# [Your objective]
Extract the line that contains "Locate the player's neck" and every line after it to the end of the records below, exactly as written and nothing else.

### Stored rows ###

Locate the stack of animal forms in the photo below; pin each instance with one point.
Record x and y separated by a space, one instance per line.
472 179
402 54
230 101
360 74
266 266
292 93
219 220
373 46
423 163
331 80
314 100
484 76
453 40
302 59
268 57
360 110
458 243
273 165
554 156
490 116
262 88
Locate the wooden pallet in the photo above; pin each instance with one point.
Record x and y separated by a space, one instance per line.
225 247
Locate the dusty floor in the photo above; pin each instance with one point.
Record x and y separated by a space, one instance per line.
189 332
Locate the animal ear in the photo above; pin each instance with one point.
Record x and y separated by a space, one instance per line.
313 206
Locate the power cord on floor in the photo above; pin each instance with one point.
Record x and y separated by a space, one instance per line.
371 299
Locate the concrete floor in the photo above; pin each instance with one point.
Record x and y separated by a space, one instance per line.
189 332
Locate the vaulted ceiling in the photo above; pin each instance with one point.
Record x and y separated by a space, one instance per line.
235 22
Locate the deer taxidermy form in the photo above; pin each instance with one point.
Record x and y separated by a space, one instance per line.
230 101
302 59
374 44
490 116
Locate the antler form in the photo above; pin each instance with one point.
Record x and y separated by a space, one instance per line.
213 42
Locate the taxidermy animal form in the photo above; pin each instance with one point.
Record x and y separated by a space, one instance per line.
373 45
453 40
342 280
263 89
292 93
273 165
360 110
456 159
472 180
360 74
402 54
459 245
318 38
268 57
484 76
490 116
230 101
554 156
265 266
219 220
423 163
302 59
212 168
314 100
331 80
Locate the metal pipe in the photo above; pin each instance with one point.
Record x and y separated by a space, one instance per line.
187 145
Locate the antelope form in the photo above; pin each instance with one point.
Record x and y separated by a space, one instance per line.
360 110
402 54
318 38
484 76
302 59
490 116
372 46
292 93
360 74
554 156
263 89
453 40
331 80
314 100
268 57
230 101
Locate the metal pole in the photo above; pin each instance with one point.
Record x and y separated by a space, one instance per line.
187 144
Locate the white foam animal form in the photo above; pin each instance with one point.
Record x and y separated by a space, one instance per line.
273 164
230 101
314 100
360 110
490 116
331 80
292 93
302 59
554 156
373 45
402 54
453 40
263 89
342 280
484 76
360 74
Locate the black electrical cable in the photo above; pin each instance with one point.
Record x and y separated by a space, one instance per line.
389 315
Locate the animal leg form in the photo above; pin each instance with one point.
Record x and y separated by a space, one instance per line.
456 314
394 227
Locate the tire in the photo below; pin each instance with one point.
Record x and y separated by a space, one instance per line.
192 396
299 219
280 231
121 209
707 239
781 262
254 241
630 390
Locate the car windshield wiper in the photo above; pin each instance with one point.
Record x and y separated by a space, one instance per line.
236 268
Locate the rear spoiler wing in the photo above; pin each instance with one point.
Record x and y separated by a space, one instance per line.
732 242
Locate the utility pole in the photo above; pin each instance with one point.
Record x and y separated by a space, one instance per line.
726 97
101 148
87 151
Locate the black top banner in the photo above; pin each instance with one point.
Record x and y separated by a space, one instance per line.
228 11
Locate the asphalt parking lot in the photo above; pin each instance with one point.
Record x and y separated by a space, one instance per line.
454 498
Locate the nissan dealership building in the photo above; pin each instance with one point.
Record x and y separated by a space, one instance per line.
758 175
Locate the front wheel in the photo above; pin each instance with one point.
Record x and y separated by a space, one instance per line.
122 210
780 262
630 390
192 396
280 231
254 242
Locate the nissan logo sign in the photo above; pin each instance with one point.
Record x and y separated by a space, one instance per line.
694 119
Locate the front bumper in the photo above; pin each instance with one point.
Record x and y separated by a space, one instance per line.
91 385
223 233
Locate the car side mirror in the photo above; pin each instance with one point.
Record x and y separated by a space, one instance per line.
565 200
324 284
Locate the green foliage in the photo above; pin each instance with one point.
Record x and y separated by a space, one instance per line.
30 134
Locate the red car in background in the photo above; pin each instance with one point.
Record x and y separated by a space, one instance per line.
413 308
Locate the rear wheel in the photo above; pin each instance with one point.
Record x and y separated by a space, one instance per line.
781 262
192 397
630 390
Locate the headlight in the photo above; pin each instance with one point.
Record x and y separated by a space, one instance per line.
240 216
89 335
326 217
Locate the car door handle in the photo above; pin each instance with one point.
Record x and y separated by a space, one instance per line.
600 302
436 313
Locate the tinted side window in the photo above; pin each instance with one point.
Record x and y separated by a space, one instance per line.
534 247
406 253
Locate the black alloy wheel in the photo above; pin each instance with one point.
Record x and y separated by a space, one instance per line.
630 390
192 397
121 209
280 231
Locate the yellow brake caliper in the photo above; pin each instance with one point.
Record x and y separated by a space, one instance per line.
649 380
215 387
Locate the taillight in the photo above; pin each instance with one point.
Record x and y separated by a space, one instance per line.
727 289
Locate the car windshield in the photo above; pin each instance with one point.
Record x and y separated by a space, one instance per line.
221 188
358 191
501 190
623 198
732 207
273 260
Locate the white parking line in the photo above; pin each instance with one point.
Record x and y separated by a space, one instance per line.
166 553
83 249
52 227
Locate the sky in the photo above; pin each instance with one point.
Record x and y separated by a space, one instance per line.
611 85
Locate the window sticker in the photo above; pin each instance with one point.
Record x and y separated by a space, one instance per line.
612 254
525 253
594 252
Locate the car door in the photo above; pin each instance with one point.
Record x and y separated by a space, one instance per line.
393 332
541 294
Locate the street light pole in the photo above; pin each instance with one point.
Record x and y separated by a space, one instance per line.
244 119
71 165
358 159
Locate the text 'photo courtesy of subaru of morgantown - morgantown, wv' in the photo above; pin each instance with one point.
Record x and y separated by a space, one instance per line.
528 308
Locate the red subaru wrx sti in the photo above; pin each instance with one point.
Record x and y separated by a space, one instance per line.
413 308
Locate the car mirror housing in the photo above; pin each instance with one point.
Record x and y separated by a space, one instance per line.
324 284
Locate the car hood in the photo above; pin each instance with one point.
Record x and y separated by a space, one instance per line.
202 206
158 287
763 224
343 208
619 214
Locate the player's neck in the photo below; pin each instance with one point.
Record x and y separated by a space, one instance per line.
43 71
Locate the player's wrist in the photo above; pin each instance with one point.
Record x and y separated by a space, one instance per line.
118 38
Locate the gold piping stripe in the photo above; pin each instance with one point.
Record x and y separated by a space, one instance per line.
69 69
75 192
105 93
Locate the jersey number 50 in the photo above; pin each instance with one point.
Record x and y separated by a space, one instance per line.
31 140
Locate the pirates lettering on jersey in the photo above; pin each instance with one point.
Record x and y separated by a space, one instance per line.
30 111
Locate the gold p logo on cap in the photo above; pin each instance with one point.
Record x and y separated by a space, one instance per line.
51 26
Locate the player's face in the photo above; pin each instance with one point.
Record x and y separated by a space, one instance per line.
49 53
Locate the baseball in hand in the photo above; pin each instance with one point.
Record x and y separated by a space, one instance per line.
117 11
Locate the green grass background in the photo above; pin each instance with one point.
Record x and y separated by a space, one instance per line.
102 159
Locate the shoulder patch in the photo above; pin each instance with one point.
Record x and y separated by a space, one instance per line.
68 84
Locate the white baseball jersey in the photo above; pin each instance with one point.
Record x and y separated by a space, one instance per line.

###

# [Exercise response]
Locate the player's neck in the photo below; pin each instance with one point.
Record x and y separated by a space, one instance per line.
43 71
Locate the player's wrist in the photo above; pin each instance with one point.
Record x and y separated by a space, one instance per line.
118 38
Locate the gold piping stripe in the photo above; pin each instance with one point.
Record x and y separated by a space, one instance per line.
69 69
75 192
105 93
Locate the jersey number 50 in the photo above; pin each instance with one point.
Record x and y separated by a space, one instance per line.
31 140
Locate the pirates lettering on jersey in the photo above; pin each instance with one point.
Record x and y separated by a space, one instance per line.
30 111
Locate the gold p logo on cap in the photo above; pin each instance with one point.
Record x and y separated by a space, one instance per line.
51 26
Locate the player's face in the photo above; pin each instance with one point.
Record x and y separated by a space, one instance per line.
49 53
Locate the baseball in hand in the photo above; pin each instance with one point.
Record x and y separated by a space, one instance per line.
117 11
Locate the green grass background in the photo above; pin each instance with one point.
Record x and y separated by a space, one instance per line.
102 159
Locate the shoulder patch in the photo above; pin each instance with one point.
Record x and y separated by a space, one instance per line.
68 84
Locate the white baseball jersey in the photo above; pin each instance with one point.
Record x and y separated by a space, one instance per line.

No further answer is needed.